Goal:
Would you copy only the lines below, beginning with the one that contains "of the parked" and running through the last entry line?

Given information:
################
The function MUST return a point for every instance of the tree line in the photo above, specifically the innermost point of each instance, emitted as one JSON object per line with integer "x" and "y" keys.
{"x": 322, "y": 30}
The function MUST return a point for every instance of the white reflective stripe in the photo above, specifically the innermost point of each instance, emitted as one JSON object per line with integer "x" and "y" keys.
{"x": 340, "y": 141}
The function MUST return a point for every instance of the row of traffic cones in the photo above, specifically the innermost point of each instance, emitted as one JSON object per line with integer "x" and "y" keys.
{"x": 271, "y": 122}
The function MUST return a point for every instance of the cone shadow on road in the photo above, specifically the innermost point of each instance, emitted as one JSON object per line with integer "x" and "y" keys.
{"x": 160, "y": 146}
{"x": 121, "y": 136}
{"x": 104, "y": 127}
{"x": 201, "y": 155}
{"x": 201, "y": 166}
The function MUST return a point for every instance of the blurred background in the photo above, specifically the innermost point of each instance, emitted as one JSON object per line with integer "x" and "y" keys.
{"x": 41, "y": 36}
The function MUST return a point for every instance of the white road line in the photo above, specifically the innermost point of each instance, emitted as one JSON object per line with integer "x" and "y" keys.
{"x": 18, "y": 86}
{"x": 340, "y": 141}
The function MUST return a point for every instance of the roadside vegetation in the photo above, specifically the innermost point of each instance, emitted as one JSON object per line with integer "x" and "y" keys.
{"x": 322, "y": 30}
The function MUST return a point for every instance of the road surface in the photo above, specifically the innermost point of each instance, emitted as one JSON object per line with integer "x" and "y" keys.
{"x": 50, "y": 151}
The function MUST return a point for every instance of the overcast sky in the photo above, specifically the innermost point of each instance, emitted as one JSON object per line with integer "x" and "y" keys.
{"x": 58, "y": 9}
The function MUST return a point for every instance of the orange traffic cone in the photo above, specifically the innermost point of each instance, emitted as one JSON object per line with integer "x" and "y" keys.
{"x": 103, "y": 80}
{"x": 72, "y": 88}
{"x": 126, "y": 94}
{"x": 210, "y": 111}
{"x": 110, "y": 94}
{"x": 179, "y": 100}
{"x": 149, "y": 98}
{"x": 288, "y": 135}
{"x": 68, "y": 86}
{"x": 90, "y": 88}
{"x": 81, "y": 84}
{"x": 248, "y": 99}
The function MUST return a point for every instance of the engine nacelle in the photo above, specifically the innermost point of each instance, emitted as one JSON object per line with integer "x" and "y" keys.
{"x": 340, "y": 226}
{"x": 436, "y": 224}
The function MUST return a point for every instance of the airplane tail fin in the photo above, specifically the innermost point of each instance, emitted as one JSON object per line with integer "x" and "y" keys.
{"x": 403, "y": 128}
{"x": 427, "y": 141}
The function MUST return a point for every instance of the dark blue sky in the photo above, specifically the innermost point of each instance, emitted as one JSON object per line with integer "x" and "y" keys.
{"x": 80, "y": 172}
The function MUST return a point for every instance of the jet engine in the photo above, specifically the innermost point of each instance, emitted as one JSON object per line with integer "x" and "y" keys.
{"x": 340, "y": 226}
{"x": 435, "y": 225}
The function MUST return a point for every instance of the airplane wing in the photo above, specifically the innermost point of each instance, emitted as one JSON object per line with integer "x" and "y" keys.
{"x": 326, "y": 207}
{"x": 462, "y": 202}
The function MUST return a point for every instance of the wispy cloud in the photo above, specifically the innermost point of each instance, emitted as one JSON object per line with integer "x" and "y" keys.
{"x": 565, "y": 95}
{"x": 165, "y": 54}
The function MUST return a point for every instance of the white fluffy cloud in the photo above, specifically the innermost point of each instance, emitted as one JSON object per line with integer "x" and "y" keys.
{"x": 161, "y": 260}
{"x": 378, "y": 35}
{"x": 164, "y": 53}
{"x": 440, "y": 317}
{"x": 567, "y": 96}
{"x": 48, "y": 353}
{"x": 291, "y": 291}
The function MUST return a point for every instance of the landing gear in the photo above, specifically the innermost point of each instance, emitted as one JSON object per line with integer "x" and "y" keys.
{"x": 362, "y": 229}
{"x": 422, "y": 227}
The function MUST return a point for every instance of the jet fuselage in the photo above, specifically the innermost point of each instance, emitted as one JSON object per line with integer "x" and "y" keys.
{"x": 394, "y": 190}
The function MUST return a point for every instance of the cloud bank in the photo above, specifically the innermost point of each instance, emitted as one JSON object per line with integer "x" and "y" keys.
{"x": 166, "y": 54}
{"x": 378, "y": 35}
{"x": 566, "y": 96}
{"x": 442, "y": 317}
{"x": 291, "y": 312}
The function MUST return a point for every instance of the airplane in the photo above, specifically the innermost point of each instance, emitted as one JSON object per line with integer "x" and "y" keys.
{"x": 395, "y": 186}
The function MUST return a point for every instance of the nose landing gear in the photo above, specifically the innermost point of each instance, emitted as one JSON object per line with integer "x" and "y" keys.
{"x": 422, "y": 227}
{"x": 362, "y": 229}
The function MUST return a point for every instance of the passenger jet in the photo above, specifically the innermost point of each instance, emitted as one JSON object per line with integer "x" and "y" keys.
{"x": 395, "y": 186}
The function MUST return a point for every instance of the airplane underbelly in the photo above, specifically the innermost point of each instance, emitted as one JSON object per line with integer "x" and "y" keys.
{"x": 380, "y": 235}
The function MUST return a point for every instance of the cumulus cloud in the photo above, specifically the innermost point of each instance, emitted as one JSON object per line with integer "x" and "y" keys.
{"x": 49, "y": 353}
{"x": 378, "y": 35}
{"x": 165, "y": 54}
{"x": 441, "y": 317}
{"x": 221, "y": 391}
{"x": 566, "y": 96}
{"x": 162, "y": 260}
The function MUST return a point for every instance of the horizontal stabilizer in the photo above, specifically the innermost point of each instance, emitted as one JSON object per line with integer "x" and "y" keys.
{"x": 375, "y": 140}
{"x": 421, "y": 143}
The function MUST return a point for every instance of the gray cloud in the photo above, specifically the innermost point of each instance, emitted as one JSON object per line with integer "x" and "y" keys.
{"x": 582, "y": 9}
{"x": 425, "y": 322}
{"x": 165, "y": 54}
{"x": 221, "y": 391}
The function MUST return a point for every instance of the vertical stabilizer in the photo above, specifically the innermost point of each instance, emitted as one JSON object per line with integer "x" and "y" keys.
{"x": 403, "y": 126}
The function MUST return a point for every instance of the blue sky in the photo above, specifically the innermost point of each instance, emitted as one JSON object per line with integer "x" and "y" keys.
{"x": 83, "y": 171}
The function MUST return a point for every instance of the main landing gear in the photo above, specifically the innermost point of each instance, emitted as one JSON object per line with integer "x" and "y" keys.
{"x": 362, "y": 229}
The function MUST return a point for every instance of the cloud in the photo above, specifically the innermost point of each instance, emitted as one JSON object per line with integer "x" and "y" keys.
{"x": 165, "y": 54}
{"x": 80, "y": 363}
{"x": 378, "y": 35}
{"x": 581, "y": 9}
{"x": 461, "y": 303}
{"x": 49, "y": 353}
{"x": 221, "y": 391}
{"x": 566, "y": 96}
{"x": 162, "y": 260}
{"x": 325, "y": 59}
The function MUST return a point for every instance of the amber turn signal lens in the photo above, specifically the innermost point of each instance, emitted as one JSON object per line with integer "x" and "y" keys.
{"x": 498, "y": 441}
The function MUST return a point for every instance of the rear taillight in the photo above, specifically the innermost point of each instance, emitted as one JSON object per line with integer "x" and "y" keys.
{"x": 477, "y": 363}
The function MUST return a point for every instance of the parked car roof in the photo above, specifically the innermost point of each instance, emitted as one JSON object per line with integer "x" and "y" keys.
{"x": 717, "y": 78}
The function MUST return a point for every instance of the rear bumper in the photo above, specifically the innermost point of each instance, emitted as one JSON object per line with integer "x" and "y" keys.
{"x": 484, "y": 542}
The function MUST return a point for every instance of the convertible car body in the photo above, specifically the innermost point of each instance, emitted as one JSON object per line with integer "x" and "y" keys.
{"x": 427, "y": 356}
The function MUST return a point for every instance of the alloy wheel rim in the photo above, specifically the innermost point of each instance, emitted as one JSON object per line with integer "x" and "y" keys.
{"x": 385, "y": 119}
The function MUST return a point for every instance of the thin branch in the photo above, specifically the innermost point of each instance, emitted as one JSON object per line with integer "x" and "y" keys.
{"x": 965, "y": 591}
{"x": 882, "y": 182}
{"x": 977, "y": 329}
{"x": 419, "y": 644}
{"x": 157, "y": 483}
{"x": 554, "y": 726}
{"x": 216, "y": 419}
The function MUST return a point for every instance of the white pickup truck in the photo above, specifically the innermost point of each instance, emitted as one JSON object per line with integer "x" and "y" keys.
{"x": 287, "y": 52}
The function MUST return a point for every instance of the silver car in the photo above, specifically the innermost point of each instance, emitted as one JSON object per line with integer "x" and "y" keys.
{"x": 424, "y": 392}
################
Full response:
The function MUST return a point for every instance of the parked car roof in the photo above, specifically the innermost point of each instance, emitted as one JSON object per line with integer "x" and "y" keys.
{"x": 717, "y": 78}
The function MUST return a point for every instance of the rear bumper in the photo above, specifically the innermost point of each instance, emitted as one JSON object per line with integer "x" and "y" keys.
{"x": 484, "y": 542}
The function MUST return a point for every instance of the convertible car body in the photo above, specifically the innermost point of each instance, emitted as one JSON object per line with integer "x" and "y" keys.
{"x": 427, "y": 356}
The function MUST return a point for every instance of the alloy wheel rim in the photo above, specifically the innermost point of each instance, emitted as one JSON object per line with integer "x" and "y" keys.
{"x": 385, "y": 119}
The function MUST return a point for every instance of the thin branch in the photo above, specifically the innermost point of each instance, emitted as one JSON object per line with integer "x" and "y" keys.
{"x": 965, "y": 591}
{"x": 882, "y": 182}
{"x": 977, "y": 329}
{"x": 419, "y": 644}
{"x": 157, "y": 483}
{"x": 554, "y": 726}
{"x": 216, "y": 419}
The function MUST return a point for every instance of the white pickup truck in the photo above, specifically the innermost point of each instance, emitted as one JSON object per line with integer "x" and "y" keys.
{"x": 287, "y": 52}
The function MUST return a point for every instance of the silver car in the photo above, specifically the innermost point of each instance, emitted as one JSON object per line with integer "x" and "y" keys.
{"x": 424, "y": 392}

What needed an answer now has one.